▶ _Tâches à réaliser_:
[A] Indiquez si chacune des affirmations suivantes concorde avec le discours de Quito, en citant à l'appui les mots décisifs du texte : (i) l'allocution a eu lieu à l'hôtel de ville de Quito un mercredi ; (ii) l'orateur affirme bien connaître la ville depuis longtemps ; (iii) la place où il est reçu porte le nom de Liberté.
[B] Répondez brièvement à ces questions sur le discours de Quito :
(i) Que se voit offrir l'orateur à peine arrivé en Équateur ?
(ii) Où sont réunies les nations qui ont proclamé le caractère exceptionnel de Quito ?
(iii) Contre quelle colline la ville est-elle adossée ?
[C] Poursuivez le discours de Quito à partir de sa dernière phrase.

11 octobre 1989 - Seul le prononcé fait foi

Télécharger le .pdf

Allocution de M. François Mitterrand, Président de la République, au cours de la cérémonie à l'hôtel de ville de Quito, notamment sur la ville de Quito et sur l'importance des municipalités dans l'établissement et le maintien de la démocratie, le mercredi 11 octobre 1989.

Monsieur le maire,
- A peine suis-je arrivé en Equateur, et voilà que je me vois offrir les clés de Quito. Vous m'invitez au coeur de votre ville, en cette place qui porte le beau nom d'Indépendance, et je dois vous dire à quel point je suis sensible à ce geste de confiance et d'amitié.
- Mesdames et messieurs, chacun sait que Quito est un lieu exceptionnel. Les voyageurs et leurs récits ont situé Quito au premier rang des cités qui par leur charme et leur beauté retiennent l'esprit. Et s'il avait fallu une estampille officielle, ce qui n'était pas nécessaire, ce sont les nations du monde entier réunies à l'UNESCO qui l'ont proclamé.
- Je n'ai fait qu'apercevoir la ville comme mes compagnons de voyage, adossée à la colline de Penelillo, construite à la façopn d'un théâtre, et j'ai pu commencer d'entrevoir cette sorte d'ordre que la lumière visitera certainement avant notre départ, cette rigueur alliée à l'éclat des couleurs, ce qu'un de vos grands écrivains, Benjamin Carrlon a appelé "l'énigme de Quito". Voilà ce qui attire d'emblée et je me réjouis de pouvoir aujourd'hui et demain commencer à la découvrir.
- Comment n'aurais-je pas été sensible à l'accueil de la population, tout le long de ces rues et sur ces places, le mouvement spontané du coeur, la manière dont on acclame la France, dont on la reconnaît dans ses représentants. Cette ville dispose d'une histoire qui la prépare à recevoir quiconque vient du reste du monde pour la visiter. J'aurais aimé pouvoir dire à chacun de ceux qui se pressaient sur notre passage les sentiments que j'éprouvais £ après tout, il n'était pas nécessaire d'avoir des interprêtes pour comprendre ce langage-là.

▶ _Données extraites_:

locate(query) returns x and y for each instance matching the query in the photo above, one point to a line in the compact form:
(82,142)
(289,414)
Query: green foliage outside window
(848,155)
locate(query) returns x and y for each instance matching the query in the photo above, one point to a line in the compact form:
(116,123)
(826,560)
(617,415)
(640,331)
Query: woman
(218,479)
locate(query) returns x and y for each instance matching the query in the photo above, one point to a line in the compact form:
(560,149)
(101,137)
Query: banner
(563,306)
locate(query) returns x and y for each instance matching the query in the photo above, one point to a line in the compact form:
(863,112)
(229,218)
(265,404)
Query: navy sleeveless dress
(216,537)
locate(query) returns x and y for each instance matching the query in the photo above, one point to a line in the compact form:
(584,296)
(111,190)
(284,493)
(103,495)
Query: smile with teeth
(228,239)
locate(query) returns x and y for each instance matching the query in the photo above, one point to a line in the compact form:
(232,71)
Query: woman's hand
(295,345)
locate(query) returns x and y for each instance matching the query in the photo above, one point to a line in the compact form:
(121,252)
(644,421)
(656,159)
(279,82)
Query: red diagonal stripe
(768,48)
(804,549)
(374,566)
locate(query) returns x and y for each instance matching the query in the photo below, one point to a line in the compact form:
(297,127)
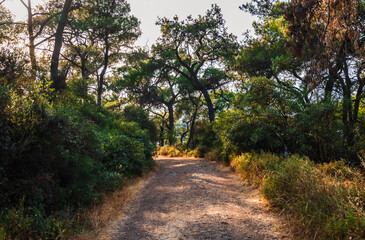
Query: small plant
(327,200)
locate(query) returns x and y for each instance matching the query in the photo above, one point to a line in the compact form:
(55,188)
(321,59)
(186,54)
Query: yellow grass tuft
(105,217)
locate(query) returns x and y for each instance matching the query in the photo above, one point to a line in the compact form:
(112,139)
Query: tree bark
(211,110)
(59,80)
(162,140)
(171,124)
(192,128)
(33,60)
(103,72)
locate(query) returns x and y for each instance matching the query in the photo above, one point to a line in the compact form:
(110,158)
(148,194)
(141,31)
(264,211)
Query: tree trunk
(210,106)
(59,81)
(192,126)
(103,72)
(33,60)
(357,100)
(162,141)
(171,124)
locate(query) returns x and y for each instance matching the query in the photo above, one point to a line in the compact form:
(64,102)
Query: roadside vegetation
(82,109)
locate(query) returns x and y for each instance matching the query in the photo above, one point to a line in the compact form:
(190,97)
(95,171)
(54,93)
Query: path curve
(197,199)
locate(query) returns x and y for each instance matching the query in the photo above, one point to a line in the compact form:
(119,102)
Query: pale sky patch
(147,12)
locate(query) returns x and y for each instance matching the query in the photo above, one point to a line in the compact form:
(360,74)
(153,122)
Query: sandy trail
(197,199)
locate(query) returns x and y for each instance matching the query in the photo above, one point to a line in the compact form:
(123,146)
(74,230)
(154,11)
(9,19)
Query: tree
(59,80)
(332,45)
(153,85)
(192,46)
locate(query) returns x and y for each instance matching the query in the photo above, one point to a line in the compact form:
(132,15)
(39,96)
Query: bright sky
(147,11)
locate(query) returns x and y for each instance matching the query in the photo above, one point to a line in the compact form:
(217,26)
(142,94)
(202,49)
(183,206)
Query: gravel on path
(198,199)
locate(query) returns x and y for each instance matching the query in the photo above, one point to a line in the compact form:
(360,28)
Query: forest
(82,109)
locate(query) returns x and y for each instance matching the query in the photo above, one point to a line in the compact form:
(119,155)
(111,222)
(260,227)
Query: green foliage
(62,156)
(140,116)
(326,201)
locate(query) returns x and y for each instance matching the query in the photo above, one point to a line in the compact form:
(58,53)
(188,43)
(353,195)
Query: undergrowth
(326,201)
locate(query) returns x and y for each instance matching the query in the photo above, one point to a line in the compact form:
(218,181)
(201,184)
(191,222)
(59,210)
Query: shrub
(327,201)
(60,158)
(170,151)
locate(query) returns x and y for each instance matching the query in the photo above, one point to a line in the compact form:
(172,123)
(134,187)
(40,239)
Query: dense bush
(326,201)
(60,156)
(269,118)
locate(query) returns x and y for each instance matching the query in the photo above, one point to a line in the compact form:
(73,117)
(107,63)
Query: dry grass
(320,201)
(106,216)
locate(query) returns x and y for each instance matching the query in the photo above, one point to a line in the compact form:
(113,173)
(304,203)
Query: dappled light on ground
(197,199)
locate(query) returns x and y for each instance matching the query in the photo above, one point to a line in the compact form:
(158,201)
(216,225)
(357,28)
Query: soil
(198,199)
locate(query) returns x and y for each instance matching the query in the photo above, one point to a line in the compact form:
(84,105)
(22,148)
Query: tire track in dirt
(197,199)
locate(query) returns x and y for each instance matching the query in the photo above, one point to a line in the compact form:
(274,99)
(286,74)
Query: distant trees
(312,53)
(198,50)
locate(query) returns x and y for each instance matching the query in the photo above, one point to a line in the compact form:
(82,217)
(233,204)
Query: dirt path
(197,199)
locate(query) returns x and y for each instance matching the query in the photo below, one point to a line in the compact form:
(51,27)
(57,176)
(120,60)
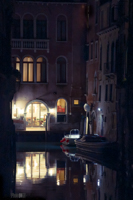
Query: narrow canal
(59,173)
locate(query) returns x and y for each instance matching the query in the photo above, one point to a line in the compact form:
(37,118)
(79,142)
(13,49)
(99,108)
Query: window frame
(59,29)
(46,78)
(58,68)
(27,70)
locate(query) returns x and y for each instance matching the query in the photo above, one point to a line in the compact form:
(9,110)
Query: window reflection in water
(36,167)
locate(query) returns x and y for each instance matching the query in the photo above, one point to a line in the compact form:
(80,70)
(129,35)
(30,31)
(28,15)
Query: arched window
(41,70)
(27,69)
(28,29)
(61,70)
(61,28)
(61,110)
(41,27)
(16,27)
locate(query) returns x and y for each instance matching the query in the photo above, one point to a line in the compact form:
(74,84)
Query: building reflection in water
(54,175)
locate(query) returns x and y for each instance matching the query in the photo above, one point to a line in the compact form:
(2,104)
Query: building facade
(48,40)
(101,67)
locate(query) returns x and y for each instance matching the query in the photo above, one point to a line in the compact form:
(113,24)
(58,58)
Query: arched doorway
(36,113)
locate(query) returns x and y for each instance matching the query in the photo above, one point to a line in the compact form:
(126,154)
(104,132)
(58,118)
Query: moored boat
(95,144)
(69,139)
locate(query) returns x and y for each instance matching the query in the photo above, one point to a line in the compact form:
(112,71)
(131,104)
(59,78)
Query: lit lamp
(87,109)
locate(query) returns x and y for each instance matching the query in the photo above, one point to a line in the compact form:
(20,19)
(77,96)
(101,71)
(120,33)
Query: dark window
(87,52)
(41,29)
(28,69)
(101,58)
(105,197)
(106,93)
(41,70)
(16,29)
(96,12)
(27,29)
(96,49)
(112,58)
(61,28)
(61,110)
(61,70)
(102,18)
(107,58)
(110,95)
(99,99)
(91,51)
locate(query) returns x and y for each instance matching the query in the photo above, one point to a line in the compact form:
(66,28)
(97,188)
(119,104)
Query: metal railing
(34,44)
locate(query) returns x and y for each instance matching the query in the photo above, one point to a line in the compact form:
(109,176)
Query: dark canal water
(55,173)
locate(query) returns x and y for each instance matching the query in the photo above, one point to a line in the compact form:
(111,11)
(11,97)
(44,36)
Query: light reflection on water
(59,174)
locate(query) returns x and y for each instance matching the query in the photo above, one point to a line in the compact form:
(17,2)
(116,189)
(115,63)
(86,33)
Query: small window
(41,27)
(111,92)
(28,29)
(16,28)
(27,69)
(76,102)
(61,70)
(61,110)
(96,12)
(41,70)
(100,58)
(96,49)
(87,52)
(16,65)
(106,92)
(91,51)
(102,18)
(61,28)
(99,98)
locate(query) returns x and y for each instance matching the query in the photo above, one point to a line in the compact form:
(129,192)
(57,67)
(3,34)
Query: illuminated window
(16,63)
(75,180)
(41,27)
(28,27)
(41,70)
(61,70)
(61,28)
(61,110)
(76,102)
(27,69)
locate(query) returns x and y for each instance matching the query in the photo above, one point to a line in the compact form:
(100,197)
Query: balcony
(30,44)
(109,69)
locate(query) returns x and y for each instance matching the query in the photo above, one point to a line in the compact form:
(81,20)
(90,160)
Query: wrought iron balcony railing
(34,44)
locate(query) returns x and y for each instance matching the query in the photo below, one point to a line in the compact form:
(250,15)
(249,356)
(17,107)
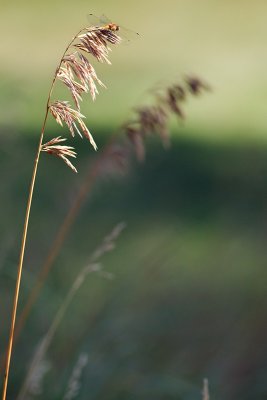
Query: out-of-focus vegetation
(188,296)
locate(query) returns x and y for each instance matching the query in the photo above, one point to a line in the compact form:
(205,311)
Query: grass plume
(93,41)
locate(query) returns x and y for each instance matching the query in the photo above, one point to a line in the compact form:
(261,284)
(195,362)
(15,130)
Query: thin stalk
(25,230)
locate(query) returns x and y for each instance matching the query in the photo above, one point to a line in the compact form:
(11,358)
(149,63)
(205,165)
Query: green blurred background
(188,298)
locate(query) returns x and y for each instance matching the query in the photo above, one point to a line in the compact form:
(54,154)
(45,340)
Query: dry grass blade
(63,152)
(97,42)
(205,390)
(115,159)
(74,384)
(108,244)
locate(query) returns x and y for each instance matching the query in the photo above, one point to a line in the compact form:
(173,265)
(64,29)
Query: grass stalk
(27,216)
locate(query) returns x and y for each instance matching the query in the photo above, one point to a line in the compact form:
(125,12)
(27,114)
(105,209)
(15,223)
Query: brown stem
(25,230)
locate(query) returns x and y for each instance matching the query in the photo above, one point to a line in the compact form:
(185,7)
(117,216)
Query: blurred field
(188,297)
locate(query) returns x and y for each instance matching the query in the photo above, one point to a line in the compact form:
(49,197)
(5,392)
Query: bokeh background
(188,294)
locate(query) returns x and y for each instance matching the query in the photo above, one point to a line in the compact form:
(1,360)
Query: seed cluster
(79,76)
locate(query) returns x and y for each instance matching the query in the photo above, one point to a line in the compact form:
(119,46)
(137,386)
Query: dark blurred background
(188,296)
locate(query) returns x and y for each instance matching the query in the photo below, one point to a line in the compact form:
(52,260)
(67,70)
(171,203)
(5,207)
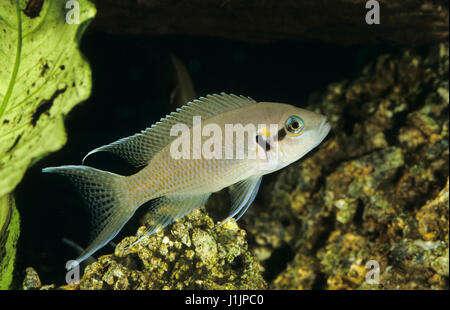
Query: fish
(190,154)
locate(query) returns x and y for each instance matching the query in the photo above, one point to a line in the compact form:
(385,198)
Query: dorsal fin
(141,147)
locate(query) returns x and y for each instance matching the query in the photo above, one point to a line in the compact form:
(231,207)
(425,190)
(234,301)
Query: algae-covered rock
(189,254)
(376,189)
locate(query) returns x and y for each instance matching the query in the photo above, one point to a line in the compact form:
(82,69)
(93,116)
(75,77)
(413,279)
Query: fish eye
(294,126)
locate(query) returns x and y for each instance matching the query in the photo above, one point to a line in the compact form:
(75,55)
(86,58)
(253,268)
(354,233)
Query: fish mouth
(324,129)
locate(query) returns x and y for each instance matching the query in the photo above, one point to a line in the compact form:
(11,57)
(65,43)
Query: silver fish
(176,184)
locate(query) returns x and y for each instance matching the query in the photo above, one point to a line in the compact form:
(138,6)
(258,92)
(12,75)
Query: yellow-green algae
(10,224)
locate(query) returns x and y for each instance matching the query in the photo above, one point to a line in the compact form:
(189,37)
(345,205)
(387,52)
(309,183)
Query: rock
(31,281)
(189,254)
(376,189)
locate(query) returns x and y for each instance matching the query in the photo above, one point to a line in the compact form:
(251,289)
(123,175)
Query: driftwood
(342,22)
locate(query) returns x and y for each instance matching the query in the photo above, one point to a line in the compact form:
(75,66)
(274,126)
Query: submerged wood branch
(338,22)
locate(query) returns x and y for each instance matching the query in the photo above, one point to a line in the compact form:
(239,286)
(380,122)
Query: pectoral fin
(242,195)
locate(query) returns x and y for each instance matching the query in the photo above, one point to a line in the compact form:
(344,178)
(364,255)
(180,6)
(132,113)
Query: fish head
(299,131)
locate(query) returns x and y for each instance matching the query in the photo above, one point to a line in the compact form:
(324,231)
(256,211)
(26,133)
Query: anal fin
(167,209)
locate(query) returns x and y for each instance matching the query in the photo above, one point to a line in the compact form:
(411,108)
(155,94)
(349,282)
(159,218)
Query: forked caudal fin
(109,201)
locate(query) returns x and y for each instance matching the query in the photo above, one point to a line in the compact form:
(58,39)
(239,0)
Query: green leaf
(42,77)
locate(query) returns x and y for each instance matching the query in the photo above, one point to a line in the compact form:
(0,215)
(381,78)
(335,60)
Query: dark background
(132,80)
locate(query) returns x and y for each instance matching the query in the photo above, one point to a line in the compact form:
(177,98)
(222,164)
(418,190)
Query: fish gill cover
(42,77)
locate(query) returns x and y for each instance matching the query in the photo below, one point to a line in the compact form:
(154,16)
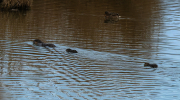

▶ _Réponses aux tâches_:
[A]
(i) Oui : « au cours de la cérémonie à l'hôtel de ville de Quito » et « le mercredi 11 octobre 1989 ».
(ii) Non : « Je n'ai fait qu'apercevoir la ville ».
(iii) Non : « en cette place qui porte le beau nom d'Indépendance ».

[B]
(i) Les clés de Quito.
(ii) À l'UNESCO.
(iii) La colline de Penelillo.

[C]
- Et je vais leur dire quand même ce que je pense, ville héroïque qui, la première, appela à l'indépendance, ville où Bolivar et Sucre connurent la gloire et l'amour, Quito figure en bonne place sur la liste qu'a établie l'histoire, celle des villes éprises de liberté. C'est au nom de la liberté que le Président Antonio Flores Jijon vint représenter votre pays à l'exposition universelle de 1889, afin d'inaugurer celui des pavillons qui était le plus proche de la Tour Eiffel. A un siècle de distance, c'est avec un plaisir très grand que je fais le parcours inverse de Paris jusqu'à vous.\
Vous avez bien voulu, monsieur le maire, que je remercie particulièrement, évoquer le rôle des villes et de leur municipalité dans la vie d'un pays et dans l'établissement de la démocratie. Ce mouvement municipal remonte aussi chez nous jusqu'aux racines de notre histoire du plus lointain Moyen-Age, manière d'affirmer dès l'origine en face des pouvoirs dynastiques ou aristocratiques la réalité vivante de notre peuple. Ce fût un long apprentissage, plusieurs fois séculaire, mais les libertés résidèrent là, protégées autant que faire se pouvait par le pouvoir des municipalités.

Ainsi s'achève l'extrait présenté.